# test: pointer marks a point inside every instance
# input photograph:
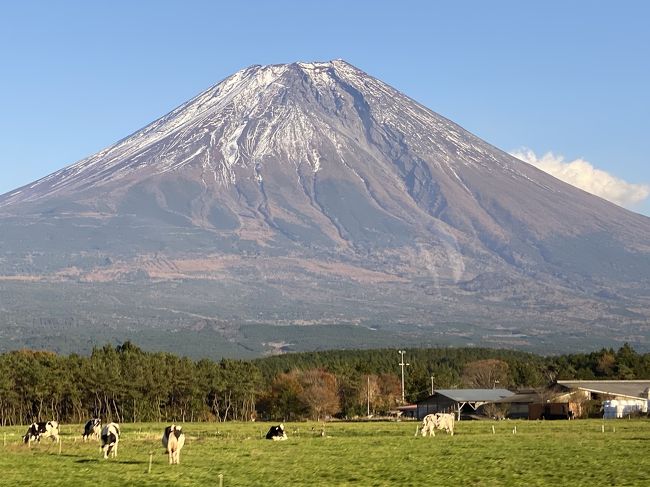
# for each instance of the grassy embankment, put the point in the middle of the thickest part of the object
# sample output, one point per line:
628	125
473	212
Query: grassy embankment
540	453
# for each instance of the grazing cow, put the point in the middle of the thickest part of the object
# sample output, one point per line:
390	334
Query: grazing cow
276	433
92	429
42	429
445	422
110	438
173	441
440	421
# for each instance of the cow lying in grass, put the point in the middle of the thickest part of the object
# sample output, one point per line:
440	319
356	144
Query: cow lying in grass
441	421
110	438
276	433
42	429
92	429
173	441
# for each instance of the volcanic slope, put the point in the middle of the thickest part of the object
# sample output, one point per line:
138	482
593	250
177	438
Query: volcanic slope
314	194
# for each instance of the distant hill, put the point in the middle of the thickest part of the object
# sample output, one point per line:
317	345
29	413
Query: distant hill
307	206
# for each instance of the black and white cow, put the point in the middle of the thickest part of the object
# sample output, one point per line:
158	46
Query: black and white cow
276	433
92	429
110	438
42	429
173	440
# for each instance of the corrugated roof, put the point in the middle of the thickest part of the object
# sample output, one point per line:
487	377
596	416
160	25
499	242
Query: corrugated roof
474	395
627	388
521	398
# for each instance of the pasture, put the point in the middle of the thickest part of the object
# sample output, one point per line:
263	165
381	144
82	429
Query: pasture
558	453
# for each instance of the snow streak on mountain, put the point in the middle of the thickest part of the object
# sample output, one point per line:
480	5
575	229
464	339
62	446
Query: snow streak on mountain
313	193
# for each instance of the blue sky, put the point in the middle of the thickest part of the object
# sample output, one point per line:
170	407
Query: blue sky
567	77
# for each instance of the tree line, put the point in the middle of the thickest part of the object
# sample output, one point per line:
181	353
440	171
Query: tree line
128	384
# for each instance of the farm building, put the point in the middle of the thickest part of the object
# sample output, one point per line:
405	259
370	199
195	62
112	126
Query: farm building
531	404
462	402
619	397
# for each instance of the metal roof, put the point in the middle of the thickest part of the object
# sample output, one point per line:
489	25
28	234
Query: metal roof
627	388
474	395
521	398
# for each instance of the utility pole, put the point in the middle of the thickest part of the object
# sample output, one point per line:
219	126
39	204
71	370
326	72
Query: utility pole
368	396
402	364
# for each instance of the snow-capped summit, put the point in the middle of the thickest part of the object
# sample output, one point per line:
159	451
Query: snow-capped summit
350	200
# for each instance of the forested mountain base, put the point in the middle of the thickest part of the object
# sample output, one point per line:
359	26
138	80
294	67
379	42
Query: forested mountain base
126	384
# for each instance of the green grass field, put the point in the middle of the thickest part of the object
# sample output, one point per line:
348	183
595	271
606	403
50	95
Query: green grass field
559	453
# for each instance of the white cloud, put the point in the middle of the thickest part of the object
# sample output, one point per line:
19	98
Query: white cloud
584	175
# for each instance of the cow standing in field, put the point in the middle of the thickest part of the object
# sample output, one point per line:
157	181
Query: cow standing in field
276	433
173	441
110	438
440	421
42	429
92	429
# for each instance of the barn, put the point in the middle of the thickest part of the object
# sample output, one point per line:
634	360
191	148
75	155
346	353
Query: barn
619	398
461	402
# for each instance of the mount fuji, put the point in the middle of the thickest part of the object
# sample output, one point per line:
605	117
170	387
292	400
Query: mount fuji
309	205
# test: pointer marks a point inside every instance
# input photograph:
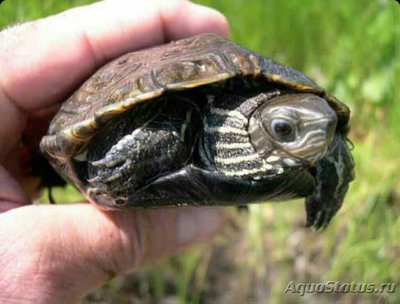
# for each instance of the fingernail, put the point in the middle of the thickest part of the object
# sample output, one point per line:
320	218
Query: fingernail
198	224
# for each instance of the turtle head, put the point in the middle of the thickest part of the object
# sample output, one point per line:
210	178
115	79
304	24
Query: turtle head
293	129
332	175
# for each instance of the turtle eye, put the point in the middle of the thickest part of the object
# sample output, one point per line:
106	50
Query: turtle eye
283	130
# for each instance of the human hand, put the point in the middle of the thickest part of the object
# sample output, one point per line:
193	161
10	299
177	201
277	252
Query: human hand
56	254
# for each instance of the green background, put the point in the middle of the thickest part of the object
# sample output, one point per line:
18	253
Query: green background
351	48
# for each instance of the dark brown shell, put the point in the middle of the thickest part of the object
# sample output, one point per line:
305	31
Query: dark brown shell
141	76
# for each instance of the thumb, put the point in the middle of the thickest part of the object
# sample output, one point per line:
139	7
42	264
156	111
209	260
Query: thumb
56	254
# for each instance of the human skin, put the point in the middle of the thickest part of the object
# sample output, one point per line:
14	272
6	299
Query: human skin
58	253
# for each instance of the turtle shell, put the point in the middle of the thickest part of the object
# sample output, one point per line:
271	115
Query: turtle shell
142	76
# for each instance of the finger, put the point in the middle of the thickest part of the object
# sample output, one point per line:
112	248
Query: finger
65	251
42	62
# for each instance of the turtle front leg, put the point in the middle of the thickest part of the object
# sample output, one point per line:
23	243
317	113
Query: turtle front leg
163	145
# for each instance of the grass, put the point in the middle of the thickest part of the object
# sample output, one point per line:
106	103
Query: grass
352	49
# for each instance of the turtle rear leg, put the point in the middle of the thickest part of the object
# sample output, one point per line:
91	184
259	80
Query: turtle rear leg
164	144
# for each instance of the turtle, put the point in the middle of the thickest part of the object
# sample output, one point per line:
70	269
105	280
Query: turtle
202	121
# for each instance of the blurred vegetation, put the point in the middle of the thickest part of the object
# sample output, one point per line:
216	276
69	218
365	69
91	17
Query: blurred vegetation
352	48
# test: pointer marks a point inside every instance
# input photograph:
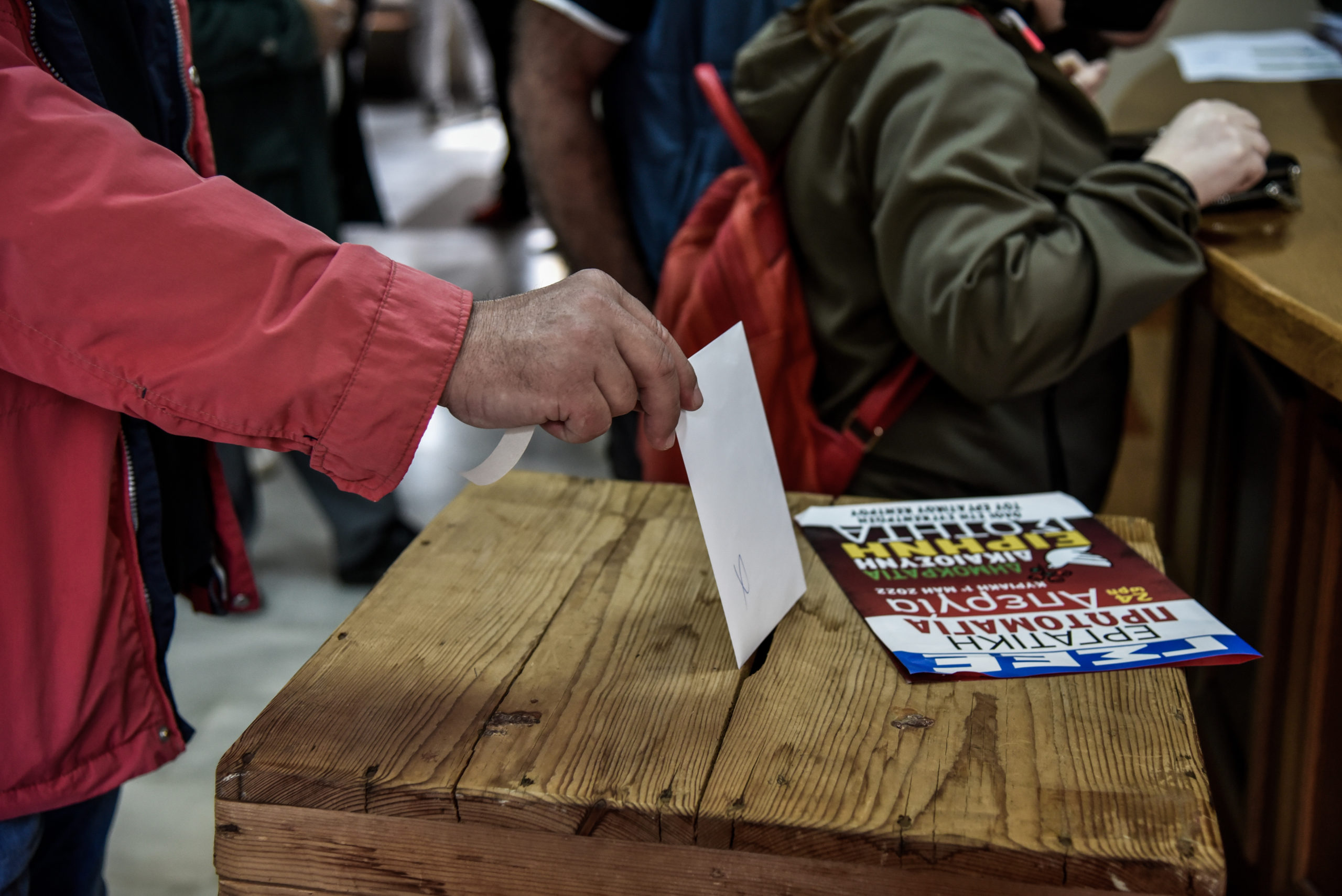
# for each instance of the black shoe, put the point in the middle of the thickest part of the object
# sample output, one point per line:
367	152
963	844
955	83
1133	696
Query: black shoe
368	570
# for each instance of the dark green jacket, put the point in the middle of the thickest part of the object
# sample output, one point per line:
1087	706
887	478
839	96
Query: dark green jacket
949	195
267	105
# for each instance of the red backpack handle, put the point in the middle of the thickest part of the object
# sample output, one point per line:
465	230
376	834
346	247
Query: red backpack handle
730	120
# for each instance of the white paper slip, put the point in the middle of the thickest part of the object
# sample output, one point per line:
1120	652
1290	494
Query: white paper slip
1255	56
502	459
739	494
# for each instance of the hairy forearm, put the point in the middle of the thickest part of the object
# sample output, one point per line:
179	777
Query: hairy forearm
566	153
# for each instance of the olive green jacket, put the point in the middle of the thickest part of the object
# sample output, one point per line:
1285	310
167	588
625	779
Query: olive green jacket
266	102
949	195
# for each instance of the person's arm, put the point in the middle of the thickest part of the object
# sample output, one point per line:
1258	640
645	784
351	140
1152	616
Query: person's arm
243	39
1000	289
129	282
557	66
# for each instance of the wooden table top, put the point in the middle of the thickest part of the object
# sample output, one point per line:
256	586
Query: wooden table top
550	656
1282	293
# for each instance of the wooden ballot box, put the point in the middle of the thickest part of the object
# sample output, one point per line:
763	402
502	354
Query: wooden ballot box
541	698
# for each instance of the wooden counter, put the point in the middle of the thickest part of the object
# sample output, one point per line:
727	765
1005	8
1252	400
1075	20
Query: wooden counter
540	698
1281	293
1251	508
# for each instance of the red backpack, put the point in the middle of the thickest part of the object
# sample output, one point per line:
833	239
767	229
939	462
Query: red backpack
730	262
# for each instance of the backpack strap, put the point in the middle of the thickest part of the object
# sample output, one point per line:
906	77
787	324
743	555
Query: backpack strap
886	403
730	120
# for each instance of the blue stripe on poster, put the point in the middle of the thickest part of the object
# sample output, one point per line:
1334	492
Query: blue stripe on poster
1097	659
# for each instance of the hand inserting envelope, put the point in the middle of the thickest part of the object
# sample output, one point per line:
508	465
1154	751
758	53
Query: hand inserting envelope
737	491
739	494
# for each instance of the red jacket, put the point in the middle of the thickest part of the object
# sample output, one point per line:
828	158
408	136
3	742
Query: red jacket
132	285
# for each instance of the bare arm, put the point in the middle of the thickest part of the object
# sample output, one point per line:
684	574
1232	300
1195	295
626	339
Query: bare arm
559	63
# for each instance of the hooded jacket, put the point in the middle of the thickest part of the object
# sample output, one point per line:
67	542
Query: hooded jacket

··········

Leave out every line before the one containing "# for each instance of the hand"; set down that line and all remaining lines of the material exactly.

# for each instance of the hand inserting envelope, put the point in the middle of the thickest part of the object
# sample output, one point per line:
508	465
1154	751
758	53
Query: hand inserting envelope
737	491
739	494
# for each instance of the red jacket, put the point in the middle of the thickest part of the object
# sample output, one point per line:
828	158
408	136
3	742
Query: red jacket
132	285
# for each instance of the bare arm, put the point in the middle of the thickest part of the object
# sample output, one point per line:
684	574
1232	300
1195	295
626	339
Query: bare arm
559	63
# for each instance of the hooded jacket, put the point in the middle of the thickest part of the object
# sample output, one point per line:
67	542
Query: hooded jacket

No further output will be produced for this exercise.